= Stated problem 1 =
List every command that the Kubernetes volume excerpt spells out in full.
= Stated problem 2 =
Carry on the Kubernetes volume excerpt from its last sentence.

= Page excerpt =
Using Vagrant for kops, we can first create a volume using the above mentioned command.

After receiving a response, you can replace the .yml pod definition config file to attach that volumeID. Once the deployment is created and deployed.

After create and confirmation, we can get the pod name kubectl get pod and attach kubectl exec helloworld-deployment-923id -i -t -- bash and then run ls -ahl /myvol/ to check for volume.
If we run echo 'test' > /myvol/myvol.txt and echo 'test 2' > /test.txt, we know that the latter file will not persist if the pod is restarted/rescheduled.
If we run kubectl drain ip --force we can drain the pod. Assuming this is a Replication Controller or Deployment, another container should spin up.
Once that pod is attached to another node, we can also attach back to the pod on the new node with the exec command and we can confirm that the /myvol/myvol.txt is still there, although the other /test.txt is no longer there since it was not saved to the volume.

If you need to remove the ebs volume, you can run aws ec2 delete-volume --volume-id vol-[id].

Volume Provisioning

The kubs plugins have the capability to provision storage for you. The AWS Plugin can for instance provision storage for you by creating the volumes in AWS before attaching them to a node.

This is done using the StorageClass object -- this is beta for the course but should be stable soon.

= Record excerpts =
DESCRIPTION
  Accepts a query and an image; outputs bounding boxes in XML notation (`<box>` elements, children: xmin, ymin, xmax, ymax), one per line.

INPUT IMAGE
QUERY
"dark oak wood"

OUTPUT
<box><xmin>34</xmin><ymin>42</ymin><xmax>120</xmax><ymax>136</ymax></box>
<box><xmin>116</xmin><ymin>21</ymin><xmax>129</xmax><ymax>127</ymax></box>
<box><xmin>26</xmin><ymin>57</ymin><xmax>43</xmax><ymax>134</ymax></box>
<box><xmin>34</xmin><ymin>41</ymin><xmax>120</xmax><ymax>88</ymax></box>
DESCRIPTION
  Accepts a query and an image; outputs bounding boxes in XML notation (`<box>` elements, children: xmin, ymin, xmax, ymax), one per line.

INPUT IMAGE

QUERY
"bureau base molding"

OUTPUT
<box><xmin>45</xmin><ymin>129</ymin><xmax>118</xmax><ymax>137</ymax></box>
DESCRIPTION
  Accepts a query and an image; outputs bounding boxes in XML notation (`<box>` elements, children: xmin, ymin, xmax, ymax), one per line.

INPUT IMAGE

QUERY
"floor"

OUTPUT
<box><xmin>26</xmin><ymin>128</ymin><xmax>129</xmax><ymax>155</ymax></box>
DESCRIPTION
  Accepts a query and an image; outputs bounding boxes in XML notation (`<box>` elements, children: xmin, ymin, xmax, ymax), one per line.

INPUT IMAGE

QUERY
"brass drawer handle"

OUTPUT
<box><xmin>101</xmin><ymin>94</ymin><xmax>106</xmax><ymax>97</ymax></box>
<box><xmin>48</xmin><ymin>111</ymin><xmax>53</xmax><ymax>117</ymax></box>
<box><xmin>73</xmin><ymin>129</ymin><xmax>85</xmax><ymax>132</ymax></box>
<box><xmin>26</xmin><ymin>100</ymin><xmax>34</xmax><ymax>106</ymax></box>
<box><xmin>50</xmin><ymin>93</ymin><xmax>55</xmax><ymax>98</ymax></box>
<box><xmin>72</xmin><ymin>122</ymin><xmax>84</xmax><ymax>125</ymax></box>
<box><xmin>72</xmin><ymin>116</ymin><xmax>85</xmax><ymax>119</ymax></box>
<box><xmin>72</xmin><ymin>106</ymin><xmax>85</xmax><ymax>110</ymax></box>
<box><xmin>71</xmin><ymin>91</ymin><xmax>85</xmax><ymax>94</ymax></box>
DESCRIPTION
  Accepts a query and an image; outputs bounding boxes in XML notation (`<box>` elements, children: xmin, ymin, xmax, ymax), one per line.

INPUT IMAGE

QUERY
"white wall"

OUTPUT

= Output 1 =
kubectl get pod
kubectl exec helloworld-deployment-923id -i -t -- bash
ls -ahl /myvol/
echo 'test' > /myvol/myvol.txt
echo 'test 2' > /test.txt
kubectl drain ip --force
aws ec2 delete-volume --volume-id vol-[id]

= Output 2 =
To use autoprovisioing, create the following:

# storage.yml
kind: StorageClass
apiVersion: storage.k8s.io/v1
metadata:
  name: standard
provisioner: kubernetes.io/aws-ebs
parameters:
  type: gp2
  zone: ap-southeast-1

Next, you can create a volume claim and specify the size:

# my-volume-claim.yml
kind: PersistentVolumeClaim
apiVersion: v1
metadata:
  name: myclaim
  annotations:
    volume.beta.kubernetes.io/storage-class: "standard"
spec:
  accessModes:
    - ReadWriteOnce
  resources:
    requests:
      storage: 8Gi

Finally, if launching a pod:

# pod-helloworld.yml w/ secrets
apiVersion: v1
kind: Pod
metadata:
  name: mypod
spec:
  # The containers are listed here
  containers:
    - name: myfrontend
    image: nginx
    volumeMounts:
    - name: mypd
      mountPath: '/var/www/html'
  # @@@ The important mounting
  volumes:
    - name: mypd # @@@ this is referred to above in volumeMounts
      persistentVolumeClaim:
        claimName: myclaim # @@@ refers to my claim from the previous type definition

Demo: Using Wordpress with Volumes

After declaring a StorageClass class from a yaml file and a PersistentVolumeClaim class.

# storage.yml
kind: StorageClass
apiVersion: storage.k8s.io/v1beta1
metadata:
  name: standard
provisioner: kubernetes.io/aws-ebs
parameters:
  type: gp2
  zone: eu-west-1a

# PV Claim
kind: PersistentVolumeClaim
apiVersion: v1
metadata:
  name: db-storage
  annotations:
    volume.beta.kubernetes.io/storage-class: "standard"
spec:
  accessModes:
    - ReadWriteOnce
  resources:
    requests:
      storage: 8Gi

There is also a simple ReplicationController for the Wordpress DB. In the spe for the container for mysql, we declare where the mountPath will be.

apiVersion: v1
kind: ReplicationController
metadata:
  name: wordpress-db
spec:
  replicas: 1
  selector:
    app: wordpress-db
  template:
    metadata:
      name: wordpress-db
      labels:
        app: wordpress-db
    spec:
      containers:
      - name: mysql
        image: mysql:5.7
        args:
          - "--ignore-db-dir=lost+found"
        ports:
        - name: mysql-port
          containerPort: 3306
        env:
          - name: MYSQL_ROOT_PASSWORD
            valueFrom:
              secretKeyRef:
                name: wordpress-secrets
                key: db-password
        volumeMounts:
        - mountPath: "/var/lib/mysql"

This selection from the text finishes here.